TASK TO COMPLETE:
Scale the records below, starting at the line that contains "Target = flying seagull" and ending at the line that contains "x=678 y=666", and give only those lines again, requests included, with every x and y coordinate in the answers multiplied by 0.45 and rounded to a whole number, halves rounding up. Leave the pictures out.

RECORDS TO PROCESS:

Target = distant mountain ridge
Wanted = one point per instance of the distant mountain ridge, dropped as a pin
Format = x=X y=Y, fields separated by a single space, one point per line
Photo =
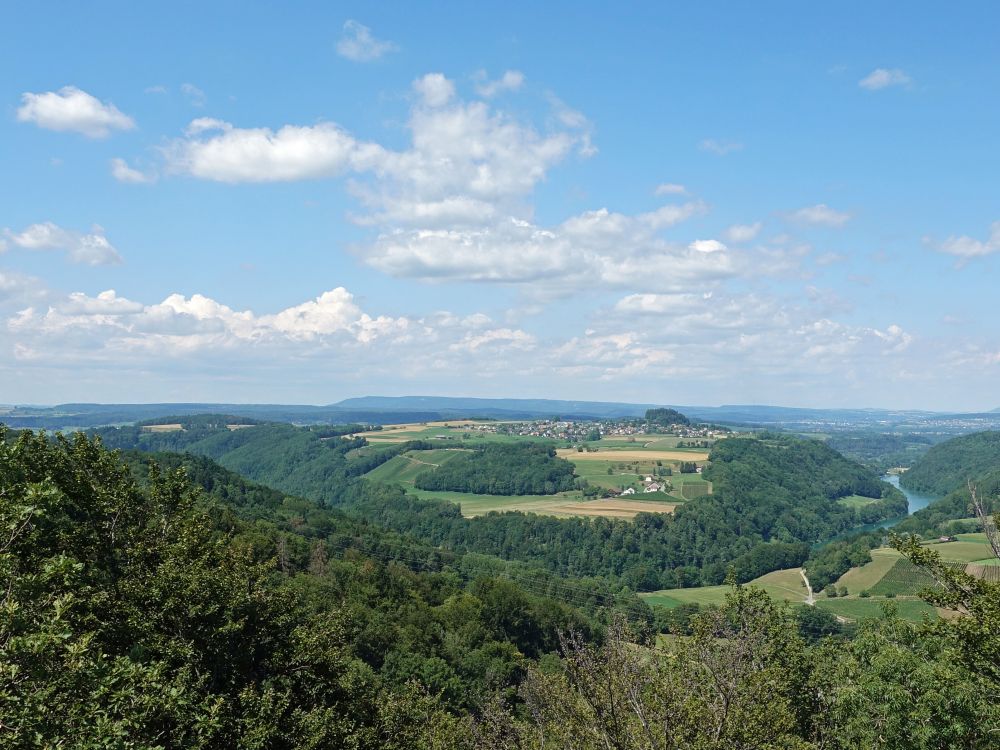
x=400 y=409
...
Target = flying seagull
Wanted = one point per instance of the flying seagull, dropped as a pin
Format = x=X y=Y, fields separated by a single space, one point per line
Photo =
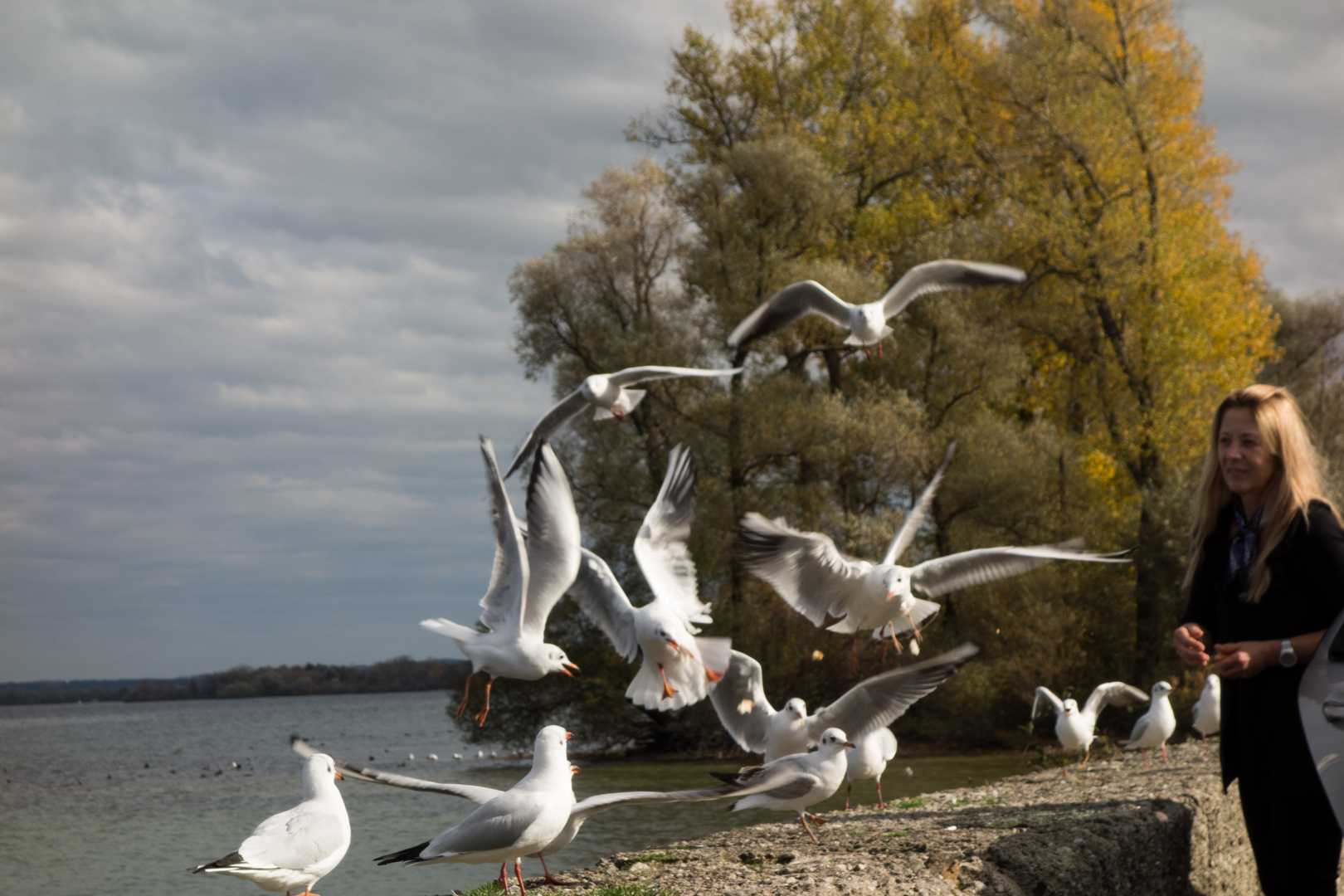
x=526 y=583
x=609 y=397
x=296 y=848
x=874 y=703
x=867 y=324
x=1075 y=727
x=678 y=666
...
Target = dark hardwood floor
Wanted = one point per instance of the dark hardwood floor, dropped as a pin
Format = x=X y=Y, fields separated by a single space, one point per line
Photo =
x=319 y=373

THE RESPONSE:
Target = flying seagull
Wanted = one point per instance of the flying seagull, dropped as a pin
Format = x=X y=Y, fields separated by a single space, one point per line
Photo =
x=237 y=262
x=274 y=179
x=133 y=382
x=393 y=316
x=390 y=146
x=484 y=327
x=305 y=300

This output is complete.